TASK:
Count how many lines in the entries below contain the string "excavator", and reply with that number alone.

PROVIDED RECORDS:
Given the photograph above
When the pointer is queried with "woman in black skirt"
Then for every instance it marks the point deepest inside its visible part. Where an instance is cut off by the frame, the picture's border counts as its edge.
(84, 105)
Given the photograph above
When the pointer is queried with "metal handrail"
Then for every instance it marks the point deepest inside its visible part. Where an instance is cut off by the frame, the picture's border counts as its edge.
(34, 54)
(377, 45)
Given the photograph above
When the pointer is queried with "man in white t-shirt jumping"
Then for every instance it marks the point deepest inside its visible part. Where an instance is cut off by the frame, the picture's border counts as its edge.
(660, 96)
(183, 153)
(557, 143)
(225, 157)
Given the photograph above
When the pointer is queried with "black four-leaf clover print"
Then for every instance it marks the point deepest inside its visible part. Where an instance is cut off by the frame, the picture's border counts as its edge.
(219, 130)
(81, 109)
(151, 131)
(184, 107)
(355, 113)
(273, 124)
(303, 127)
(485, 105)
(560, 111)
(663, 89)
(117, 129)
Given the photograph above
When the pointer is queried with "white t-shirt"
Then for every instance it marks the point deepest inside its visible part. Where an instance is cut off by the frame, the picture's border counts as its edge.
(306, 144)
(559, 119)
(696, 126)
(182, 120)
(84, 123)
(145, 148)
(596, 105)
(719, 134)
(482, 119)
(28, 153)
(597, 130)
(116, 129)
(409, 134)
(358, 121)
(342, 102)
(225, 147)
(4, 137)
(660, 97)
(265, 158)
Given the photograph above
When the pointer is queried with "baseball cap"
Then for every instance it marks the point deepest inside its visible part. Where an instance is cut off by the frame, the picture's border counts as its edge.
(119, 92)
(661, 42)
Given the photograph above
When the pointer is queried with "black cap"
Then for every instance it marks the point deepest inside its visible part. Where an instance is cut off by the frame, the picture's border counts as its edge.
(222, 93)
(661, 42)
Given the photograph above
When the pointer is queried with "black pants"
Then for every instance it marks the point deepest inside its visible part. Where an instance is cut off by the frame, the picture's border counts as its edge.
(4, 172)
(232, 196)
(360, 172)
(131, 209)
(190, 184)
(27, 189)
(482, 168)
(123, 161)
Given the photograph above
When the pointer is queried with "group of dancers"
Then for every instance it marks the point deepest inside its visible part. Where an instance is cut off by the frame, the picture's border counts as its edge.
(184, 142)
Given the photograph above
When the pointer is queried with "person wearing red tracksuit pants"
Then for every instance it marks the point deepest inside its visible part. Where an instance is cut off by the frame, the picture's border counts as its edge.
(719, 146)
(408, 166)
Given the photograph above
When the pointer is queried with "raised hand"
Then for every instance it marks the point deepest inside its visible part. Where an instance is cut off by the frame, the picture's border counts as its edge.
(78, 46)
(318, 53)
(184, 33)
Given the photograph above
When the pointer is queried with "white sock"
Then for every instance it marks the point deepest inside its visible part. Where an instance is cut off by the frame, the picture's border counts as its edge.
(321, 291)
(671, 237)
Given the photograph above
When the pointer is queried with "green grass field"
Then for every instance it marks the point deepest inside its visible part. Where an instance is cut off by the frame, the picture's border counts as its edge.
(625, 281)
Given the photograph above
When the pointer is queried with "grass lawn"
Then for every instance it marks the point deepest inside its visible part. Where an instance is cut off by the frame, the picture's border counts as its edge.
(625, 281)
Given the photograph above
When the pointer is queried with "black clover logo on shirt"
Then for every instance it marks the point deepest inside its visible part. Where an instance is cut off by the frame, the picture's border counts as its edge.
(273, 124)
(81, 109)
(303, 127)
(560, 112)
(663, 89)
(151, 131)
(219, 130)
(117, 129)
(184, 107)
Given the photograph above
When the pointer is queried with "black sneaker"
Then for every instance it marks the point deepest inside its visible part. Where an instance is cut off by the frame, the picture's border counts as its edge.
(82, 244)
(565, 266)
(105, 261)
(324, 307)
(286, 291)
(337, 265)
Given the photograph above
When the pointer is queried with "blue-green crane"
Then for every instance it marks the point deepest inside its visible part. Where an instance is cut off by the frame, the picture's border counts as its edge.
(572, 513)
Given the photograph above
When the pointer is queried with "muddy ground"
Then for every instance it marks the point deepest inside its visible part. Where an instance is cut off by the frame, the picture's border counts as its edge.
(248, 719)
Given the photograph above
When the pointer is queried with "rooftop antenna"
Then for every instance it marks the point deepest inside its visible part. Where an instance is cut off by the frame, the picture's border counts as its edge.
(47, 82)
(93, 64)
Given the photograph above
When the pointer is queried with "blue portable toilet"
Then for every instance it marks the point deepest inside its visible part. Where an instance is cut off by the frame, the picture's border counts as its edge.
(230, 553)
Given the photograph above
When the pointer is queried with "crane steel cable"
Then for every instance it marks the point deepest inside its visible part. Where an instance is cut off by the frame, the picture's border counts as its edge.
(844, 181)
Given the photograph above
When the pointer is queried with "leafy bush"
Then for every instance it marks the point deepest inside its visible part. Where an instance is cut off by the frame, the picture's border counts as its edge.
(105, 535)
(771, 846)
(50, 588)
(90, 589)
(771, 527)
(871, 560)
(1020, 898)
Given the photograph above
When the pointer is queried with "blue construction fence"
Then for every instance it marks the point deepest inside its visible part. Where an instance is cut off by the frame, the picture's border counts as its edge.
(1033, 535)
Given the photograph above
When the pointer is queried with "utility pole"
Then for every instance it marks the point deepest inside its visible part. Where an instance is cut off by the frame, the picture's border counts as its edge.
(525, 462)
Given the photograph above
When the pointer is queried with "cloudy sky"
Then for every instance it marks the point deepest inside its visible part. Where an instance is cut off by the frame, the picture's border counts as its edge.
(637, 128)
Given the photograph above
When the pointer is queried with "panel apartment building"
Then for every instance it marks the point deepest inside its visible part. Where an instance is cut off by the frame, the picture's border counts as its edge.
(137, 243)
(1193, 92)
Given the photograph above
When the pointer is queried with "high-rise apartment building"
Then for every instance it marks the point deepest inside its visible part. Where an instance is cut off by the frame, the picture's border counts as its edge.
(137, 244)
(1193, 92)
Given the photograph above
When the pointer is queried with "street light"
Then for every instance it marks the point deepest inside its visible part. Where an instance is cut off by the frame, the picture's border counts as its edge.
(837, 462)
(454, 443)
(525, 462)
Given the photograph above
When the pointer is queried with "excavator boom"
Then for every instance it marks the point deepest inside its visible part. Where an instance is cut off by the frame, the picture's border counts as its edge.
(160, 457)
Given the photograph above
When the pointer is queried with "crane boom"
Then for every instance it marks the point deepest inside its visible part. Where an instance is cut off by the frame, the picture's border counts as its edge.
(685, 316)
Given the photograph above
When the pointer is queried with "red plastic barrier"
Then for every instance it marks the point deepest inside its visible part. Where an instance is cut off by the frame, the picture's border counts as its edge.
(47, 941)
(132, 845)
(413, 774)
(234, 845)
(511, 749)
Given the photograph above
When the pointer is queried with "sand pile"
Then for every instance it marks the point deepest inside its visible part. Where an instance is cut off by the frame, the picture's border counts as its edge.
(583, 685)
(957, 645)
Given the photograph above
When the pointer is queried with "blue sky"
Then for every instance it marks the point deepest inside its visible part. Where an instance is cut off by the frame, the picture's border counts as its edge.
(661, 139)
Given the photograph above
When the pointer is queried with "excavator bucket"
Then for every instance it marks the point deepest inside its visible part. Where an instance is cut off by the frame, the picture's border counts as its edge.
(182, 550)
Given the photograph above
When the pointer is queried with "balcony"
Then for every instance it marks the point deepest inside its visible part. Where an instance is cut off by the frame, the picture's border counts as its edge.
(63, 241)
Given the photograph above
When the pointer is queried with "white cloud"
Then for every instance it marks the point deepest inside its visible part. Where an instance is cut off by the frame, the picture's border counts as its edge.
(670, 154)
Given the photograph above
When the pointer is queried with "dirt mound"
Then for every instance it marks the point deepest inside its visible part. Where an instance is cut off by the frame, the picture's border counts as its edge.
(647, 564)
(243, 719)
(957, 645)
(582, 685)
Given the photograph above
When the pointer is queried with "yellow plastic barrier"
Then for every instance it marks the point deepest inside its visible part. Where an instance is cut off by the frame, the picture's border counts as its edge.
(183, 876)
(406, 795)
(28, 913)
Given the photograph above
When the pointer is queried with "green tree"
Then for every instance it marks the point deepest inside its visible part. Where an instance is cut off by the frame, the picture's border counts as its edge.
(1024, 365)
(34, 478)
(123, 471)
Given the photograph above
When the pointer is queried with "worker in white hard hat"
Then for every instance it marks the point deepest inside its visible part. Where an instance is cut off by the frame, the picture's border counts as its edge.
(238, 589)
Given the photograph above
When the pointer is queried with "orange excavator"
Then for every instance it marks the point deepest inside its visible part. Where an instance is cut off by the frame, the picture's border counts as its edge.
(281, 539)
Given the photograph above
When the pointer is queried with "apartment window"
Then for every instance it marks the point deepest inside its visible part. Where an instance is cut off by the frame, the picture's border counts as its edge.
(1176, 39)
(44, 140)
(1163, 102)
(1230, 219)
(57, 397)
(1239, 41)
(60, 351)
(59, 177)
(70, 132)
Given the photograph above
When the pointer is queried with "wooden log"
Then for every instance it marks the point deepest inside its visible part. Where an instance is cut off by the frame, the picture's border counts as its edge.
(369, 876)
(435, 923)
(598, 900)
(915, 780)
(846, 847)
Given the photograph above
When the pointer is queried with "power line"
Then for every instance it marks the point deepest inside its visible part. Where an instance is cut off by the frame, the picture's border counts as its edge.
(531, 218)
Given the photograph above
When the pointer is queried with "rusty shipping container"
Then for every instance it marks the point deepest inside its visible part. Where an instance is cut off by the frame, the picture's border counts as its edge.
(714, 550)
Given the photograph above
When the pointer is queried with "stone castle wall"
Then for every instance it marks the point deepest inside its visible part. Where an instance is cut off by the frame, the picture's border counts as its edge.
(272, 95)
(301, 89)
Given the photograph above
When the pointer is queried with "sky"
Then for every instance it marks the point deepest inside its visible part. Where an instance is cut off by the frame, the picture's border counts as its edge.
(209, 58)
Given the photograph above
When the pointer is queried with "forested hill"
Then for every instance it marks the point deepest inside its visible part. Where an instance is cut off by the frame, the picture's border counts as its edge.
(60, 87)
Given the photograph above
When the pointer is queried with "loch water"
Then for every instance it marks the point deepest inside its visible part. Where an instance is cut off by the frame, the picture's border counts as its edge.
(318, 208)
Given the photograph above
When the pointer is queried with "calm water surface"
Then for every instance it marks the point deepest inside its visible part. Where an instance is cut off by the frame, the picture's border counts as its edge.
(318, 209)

RESPONSE FOR THIS EXERCISE:
3